◆ Given passage:

■ ■ ■ ■

Not Chechnya, But the Caucasus Emirate Jihad

First, we need to purge 'Chechen' rebels and the 'Chechen fight for independence' from our lexicon in connection with the Boston, the Caucasus, and terrorism. The Tsarnaevs were surely influenced by their Chechen heritage and the violence in the North Caucasus. The elder brother Tamerlan traveled to Russia for six months beginning in January 2012 and went to Chechnya. However, media have focused less on his travel to Russia's Republic of Dagestan at the time and the brothers' half-Dagestani Avar ethnicity. Avars are the largest ethnic group in the republic, plagued for nearly a decade by growing jihadism.

Upon returning home, Tamerlan and then Dzhokhar began posting to their YouTube and Russian 'VKontakte' (In Contact) social media pages some radical Islamist and jihadist videos taken from websites of an organization that many have never heard of. My 2007 book Russia's Islamic Threat had documented the 'jihadization' of the 'Chechen Republic of Ichkeriya' (ChRI), its abandonment of the Chechen nationalist cause, its emergence as a global jihadi threat, and the real possibility that mujahedin in the region would provide recruits for the global jihadi revolutionary alliance led at the time by Al Qa'ida (AQ).

Five months after publication, ChRI 'president' Dokku Umarov abolished the ChRI and its 'taghut' or man-made laws and institutions and declared himself amir 'Abu Usman' of an explicitly-stated Sharia-based jihadist 'Caucasus Emirate' (CE). Umarov claimed CE sovereignty over the entire North Caucasus and all 'Muslim lands' across Russia and the former USSR and declared jihad against the US, Great Britain, Israel and all countries fighting Muslims anywhere in the world.

Since 2007 Umarov and CE ideologists have stated repeatedly that the organization is part of the global jihadi revolutionary alliance and supports AQ and other jihadi groups. CE websites now publish jihadi literature alone, including that of Osama bin Laden, Ayman al-Zawahiri, Anwar Al-Awlaki, and hundreds of others. Published fatawa justify the use of weapons of mass destruction to kill "millions" of Americans, and translated issues of AQ's journal Inspire and articles like 'How to Build a Bomb in the Kitchen of your Mom' instruct prospective mujahedin how to build IEDs from pressure cookers as the Tsarnaevs did.

■ ■ ■ ■

◆ Assignment a:
Work out how many lines of the records contain the string "negative", treating uppercase and lowercase as different, and give only that number.
The passage above and the records that come after it are separate pieces of material.

Dataset entries:

■ ■ ■ ■

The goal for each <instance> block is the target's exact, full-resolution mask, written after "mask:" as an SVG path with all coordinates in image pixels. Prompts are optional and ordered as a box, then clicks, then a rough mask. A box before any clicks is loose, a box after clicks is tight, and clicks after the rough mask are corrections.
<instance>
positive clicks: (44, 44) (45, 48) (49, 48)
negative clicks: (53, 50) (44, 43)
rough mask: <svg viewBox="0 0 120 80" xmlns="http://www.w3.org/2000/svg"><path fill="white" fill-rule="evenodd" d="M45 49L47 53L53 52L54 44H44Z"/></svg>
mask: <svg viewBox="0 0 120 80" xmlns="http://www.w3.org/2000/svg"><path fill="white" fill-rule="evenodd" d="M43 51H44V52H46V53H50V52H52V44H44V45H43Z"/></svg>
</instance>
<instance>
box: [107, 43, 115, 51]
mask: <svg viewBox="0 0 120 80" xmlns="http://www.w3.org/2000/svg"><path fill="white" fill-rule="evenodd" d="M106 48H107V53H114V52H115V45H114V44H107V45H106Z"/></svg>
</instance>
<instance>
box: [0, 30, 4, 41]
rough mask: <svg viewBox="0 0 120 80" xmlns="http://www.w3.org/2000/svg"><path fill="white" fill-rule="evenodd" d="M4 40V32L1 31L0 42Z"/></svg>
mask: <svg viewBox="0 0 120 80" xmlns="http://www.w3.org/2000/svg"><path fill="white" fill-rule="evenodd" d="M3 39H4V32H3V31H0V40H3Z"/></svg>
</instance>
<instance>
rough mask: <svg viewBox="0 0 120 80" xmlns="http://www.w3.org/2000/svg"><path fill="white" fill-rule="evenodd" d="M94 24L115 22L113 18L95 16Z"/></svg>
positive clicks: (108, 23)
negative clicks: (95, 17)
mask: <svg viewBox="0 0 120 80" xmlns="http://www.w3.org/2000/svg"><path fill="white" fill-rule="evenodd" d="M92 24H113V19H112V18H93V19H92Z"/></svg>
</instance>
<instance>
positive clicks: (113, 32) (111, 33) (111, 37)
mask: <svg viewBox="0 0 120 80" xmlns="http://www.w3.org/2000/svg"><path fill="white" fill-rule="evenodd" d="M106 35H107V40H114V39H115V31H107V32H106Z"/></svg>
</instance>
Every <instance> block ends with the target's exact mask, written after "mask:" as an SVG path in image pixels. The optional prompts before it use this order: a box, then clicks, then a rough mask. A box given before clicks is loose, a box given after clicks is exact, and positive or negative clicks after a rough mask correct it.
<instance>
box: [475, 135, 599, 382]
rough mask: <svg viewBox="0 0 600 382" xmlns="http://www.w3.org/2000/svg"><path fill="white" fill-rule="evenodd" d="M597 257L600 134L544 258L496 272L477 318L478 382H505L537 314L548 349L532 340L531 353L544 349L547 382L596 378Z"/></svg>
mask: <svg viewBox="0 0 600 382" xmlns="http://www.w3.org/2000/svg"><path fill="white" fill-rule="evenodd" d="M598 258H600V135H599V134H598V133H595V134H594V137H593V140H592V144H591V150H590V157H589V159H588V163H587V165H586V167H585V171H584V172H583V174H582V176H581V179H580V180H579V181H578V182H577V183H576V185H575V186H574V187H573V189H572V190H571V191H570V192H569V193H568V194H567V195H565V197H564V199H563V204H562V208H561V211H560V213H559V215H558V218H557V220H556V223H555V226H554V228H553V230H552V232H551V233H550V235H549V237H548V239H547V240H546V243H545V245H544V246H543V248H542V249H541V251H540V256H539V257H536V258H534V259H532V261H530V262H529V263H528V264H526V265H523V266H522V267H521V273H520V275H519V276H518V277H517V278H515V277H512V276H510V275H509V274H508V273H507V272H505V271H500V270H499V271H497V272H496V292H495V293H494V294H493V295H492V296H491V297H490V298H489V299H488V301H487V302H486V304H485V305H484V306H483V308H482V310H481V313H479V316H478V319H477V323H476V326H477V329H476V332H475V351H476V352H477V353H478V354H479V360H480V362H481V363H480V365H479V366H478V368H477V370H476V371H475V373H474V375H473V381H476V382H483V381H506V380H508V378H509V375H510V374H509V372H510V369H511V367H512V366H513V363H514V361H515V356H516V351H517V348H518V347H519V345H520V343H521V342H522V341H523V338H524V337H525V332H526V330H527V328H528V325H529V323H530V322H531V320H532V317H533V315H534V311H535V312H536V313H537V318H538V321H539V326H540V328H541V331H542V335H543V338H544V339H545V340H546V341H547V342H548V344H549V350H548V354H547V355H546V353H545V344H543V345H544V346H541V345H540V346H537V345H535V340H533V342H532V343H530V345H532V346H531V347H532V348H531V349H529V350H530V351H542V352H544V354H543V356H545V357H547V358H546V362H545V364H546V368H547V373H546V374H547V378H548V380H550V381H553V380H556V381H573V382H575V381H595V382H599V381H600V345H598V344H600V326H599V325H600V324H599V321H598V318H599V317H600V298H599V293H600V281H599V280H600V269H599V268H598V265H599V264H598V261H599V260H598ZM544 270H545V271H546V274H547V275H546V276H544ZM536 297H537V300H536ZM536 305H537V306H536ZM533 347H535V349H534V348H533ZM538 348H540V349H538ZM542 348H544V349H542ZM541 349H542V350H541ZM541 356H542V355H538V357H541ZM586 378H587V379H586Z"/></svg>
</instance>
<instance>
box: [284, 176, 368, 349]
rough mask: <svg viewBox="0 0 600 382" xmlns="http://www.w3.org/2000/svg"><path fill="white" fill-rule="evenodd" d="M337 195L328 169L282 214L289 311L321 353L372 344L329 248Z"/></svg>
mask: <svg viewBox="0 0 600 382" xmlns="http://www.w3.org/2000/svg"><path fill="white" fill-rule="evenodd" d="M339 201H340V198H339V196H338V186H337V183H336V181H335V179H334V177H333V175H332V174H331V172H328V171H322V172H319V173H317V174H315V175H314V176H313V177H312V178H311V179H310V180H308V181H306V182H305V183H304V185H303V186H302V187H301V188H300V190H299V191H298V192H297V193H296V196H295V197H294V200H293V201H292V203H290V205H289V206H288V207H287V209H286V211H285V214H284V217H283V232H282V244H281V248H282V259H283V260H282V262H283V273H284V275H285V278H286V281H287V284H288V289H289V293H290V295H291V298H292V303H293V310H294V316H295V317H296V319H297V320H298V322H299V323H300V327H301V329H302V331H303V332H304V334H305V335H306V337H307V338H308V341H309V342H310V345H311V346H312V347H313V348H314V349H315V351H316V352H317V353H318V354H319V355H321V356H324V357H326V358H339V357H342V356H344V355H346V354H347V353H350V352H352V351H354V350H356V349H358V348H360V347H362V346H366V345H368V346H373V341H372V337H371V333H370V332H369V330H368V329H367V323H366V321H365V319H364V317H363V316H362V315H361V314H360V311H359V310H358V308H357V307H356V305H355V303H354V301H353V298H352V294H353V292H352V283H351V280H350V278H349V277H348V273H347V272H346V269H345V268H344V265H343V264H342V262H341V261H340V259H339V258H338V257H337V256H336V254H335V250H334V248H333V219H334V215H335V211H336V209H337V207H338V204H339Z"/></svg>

■ ■ ■ ■

◆ Assignment b:
In the passage on the Caucasus Emirate, what is the largest ethnic group in the Republic of Dagestan?

◆ Result a:
3

◆ Result b:
The Avars.